#### Source text:
* * *

They’ve changed their name – a bit – and returned with their most emotive album in years. As Sea Power set course for new horizons, frontman Yan Wilkinson explains why they had to drop the “British” from their moniker, and how grief and video games inspired their new record.
After his parents passed away within a few years of each other, Yan Scott Wilkinson started to think about his childhood differently.
“Things would pop into my mind, either about them or about myself in relation to them, or being a kid or something,” says the singer with Sea Power, the voraciously uncanny English indie avant-gardists previously known as British Sea Power.
“Peculiar similarities. Wondering about life and stuff. And feeling very emotional about it. You start appreciating things a bit more, maybe. And you feel weird.”
“Weird” is one of the sensibilities Wilkinson and his brother Neil Hamilton Wilkinson, the group’s other songwriter, poured with mystical aplomb into the band’s new album, Everything Was Forever. The record is, in part, a meditation on grief following from the siblings’ experiences of losing their father in 2017 and mother in 2019.
But it’s also about moving on, letting go, and giving yourself over to the turning of the seasons. It’s one of the best things they’ve ever done – a glorious calling card as they push on with a new chapter in their careers, which began when they recently expunged “British” from their name.
They announced the name change – Wilkinson prefers to think of it is as a “tweak” – in August 2021. Expecting a fuss they very purposefully dropped the bombshell several months out, so Everything Was Forever would not be overshadowed. Nonetheless, and as they fully anticipated, the internet went mildly apoplectic, with people who had previously scarcely heard of British Sea Power suddenly highly irate they would dare to muck about with their moniker. A similar hoo-ha would engulf Dublin’s Gilla Band a few months later, when they explained they were moving on from “Girl Band”.

* * *

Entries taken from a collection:
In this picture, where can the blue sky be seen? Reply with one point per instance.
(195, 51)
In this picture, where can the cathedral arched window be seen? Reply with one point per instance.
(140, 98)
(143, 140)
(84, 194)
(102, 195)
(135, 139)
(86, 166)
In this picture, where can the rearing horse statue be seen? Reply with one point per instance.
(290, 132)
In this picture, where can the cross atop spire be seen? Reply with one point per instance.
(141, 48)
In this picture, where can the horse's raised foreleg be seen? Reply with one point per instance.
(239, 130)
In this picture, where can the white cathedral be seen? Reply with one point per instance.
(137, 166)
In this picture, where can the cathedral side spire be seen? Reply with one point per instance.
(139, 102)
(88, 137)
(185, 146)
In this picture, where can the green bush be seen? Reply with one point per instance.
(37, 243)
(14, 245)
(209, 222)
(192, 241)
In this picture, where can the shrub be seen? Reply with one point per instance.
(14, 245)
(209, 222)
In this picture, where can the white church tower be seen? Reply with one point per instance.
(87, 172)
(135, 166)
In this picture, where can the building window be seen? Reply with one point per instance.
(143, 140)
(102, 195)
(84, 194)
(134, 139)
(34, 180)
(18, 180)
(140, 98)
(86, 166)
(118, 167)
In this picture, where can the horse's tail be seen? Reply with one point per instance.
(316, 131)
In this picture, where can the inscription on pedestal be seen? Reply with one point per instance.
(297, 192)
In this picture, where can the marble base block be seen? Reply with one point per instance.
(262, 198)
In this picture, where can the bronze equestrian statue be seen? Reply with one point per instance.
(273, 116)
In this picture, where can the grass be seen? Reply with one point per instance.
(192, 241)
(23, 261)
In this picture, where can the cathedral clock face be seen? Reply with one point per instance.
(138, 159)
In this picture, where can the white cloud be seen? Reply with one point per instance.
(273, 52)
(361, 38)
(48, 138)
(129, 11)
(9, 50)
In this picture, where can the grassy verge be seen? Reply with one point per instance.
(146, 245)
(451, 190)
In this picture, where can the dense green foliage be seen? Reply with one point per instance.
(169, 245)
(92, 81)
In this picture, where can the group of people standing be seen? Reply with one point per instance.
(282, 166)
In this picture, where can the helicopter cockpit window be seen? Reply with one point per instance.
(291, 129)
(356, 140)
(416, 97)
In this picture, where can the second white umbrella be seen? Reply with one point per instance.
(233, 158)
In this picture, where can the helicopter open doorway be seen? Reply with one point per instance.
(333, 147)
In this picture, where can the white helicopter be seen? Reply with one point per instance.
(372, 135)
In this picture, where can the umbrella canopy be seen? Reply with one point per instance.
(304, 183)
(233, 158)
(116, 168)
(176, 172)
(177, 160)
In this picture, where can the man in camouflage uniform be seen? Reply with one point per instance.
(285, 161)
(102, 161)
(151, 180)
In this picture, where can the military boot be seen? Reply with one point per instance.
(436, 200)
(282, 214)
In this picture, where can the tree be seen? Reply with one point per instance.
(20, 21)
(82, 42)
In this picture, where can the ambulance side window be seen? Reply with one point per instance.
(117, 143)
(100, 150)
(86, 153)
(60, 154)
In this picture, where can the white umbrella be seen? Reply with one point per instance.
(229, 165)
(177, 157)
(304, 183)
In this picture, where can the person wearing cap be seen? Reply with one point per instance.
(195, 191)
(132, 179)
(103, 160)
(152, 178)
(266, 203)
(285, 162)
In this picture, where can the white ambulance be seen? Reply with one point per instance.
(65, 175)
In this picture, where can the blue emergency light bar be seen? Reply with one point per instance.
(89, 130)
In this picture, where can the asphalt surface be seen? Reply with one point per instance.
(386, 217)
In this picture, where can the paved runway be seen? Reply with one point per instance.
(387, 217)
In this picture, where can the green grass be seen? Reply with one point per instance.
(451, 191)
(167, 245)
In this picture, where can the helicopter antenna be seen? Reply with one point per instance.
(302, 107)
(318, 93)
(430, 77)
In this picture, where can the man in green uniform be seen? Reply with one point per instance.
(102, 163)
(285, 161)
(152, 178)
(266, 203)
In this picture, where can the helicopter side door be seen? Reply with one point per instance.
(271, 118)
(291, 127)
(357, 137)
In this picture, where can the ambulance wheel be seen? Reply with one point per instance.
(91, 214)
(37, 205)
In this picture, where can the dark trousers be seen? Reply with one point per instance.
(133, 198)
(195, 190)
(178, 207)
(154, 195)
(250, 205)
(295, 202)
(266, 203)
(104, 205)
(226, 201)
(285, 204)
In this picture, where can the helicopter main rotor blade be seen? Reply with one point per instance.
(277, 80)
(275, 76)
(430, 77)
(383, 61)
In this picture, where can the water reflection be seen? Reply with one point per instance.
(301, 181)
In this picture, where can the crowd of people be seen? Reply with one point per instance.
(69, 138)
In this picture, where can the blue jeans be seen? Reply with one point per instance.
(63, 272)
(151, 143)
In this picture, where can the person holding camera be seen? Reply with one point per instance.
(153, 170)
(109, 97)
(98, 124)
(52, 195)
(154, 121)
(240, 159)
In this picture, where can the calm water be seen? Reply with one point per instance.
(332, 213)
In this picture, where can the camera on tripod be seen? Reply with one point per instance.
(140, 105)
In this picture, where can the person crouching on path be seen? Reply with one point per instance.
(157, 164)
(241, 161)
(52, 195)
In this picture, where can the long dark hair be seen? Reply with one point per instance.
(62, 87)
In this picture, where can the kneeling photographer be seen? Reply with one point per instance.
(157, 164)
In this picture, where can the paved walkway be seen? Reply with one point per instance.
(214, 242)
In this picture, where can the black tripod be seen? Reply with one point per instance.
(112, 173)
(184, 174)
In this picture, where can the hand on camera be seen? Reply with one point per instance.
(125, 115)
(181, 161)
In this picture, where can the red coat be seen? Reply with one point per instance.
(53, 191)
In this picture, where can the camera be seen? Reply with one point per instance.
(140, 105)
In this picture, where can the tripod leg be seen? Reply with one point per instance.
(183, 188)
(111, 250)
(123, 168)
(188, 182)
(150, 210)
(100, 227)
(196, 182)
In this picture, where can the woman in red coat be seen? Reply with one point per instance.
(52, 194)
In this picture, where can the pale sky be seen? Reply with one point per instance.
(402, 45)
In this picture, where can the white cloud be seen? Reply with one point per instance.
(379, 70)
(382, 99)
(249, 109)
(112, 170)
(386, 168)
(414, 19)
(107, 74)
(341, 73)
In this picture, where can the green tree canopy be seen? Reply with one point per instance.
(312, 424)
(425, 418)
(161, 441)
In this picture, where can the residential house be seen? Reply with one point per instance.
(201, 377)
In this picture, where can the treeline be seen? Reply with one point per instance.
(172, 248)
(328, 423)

* * *

#### Problem A:
Please summarize the Sea Power article in two sentences.
#### Problem B:
According to the Sea Power article, when did the band announce its name change?

#### Written answer A:
Sea Power, formerly British Sea Power, have released a new album, Everything Was Forever, that is partly a meditation on grief after brothers Yan and Neil Wilkinson lost their father in 2017 and their mother in 2019, and is also about moving on and letting go. They announced dropping "British" from their name in August 2021, several months before the album so it would not be overshadowed, but the internet still reacted angrily.

#### Written answer B:
In August 2021.